Après le succès de Becoming A Jackal, tout le monde attendait Villagers au tournant : comment as-tu réussi à gérer la pression autour de cette attente ?

A vrai dire, je n'ai pas tellement eu ce problème. C'est vrai que j'ai un peu subi la pression quand je me suis assis face à une feuille blanche pour écrire car je me demandais ce qui allait en ressortir mais finalement, ça s'est passé différemment ; j'ai acheté un synthétiseur et une boîte à rythmes car je voulais tester une nouvelle façon de travailler et j'ai commencé à expérimenter. Très rapidement, j'ai été tellement occupé et j'étais tellement dans mon petit voyage musical personnel que j'ai quelque peu oublié toute cette pression sur moi et ça a facilité les choses pour composer dans de meilleurs conditions. Je crois que c'est le fait d'avoir eu l'esprit occupé qui a évacué à la fois la pression extérieure mais aussi celle que je me mettais moi-même. Si j'avais écrit des chansons acoustiques, ça aurait peut-être été différent car je me serais dit « Sois créatif ! » alors que là, je n'avais pas l'occasion d'y penser.

(Objectifs):
A) Répondez à ces questions sur l'entretien :
(i) Quel succès est mentionné au tout début ?
(ii) Qu'est-ce que la personne interrogée a acheté pour tester une nouvelle façon de travailler ?
(iii) Quelle phrase se serait-elle dite en écrivant des chansons acoustiques ?
B) Recopiez, s'il vous plaît, le passage de l'entretien qui commence par les mots « Après le succès » et se termine par « de cette attente ? », en échangeant « succès » contre « triomphe ».
Le listing ne joue aucun rôle ici.

[Relevés des zones étiquetées]
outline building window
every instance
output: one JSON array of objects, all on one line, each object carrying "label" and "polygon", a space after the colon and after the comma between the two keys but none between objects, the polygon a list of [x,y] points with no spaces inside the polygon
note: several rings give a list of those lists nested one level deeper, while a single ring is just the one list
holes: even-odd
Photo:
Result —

--

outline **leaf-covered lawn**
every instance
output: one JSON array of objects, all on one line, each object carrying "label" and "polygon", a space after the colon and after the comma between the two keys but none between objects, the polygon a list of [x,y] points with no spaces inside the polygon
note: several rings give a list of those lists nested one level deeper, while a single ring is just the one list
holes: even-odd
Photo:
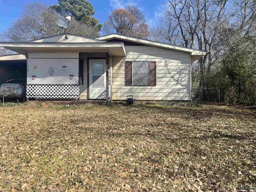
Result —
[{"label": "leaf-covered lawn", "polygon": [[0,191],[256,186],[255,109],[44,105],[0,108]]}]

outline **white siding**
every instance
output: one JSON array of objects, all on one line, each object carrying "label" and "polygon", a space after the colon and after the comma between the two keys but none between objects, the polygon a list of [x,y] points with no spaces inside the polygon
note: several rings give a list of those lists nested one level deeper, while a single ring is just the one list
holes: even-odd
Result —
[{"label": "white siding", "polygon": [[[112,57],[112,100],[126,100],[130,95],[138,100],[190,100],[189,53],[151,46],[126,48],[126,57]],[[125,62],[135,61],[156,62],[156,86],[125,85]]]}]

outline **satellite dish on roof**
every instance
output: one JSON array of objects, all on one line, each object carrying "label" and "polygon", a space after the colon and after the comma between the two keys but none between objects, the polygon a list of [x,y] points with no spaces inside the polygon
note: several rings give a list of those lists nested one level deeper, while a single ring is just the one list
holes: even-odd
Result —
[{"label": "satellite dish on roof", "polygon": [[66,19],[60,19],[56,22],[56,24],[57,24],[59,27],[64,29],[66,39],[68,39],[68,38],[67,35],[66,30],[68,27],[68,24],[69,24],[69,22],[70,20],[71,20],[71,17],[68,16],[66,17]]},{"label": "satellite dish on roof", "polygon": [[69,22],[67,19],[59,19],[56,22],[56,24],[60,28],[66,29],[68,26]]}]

---

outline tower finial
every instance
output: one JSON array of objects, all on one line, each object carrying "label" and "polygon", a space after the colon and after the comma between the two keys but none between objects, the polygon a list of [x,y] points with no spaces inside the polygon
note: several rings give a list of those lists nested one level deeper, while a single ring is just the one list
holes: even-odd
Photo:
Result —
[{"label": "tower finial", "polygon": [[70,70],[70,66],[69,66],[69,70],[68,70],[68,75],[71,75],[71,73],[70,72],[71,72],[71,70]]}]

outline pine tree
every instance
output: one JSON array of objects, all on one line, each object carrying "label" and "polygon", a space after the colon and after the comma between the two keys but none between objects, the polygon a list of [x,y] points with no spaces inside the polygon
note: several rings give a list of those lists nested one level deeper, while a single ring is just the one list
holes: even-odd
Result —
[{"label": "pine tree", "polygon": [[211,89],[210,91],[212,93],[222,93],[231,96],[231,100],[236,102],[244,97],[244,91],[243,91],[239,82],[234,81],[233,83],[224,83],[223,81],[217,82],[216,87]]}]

(Réponses dans l'ordre):
A)
(i) Becoming A Jackal.
(ii) Un synthétiseur et une boîte à rythmes.
(iii) « Sois créatif ! »

B)
Après le triomphe de Becoming A Jackal, tout le monde attendait Villagers au tournant : comment as-tu réussi à gérer la pression autour de cette attente ?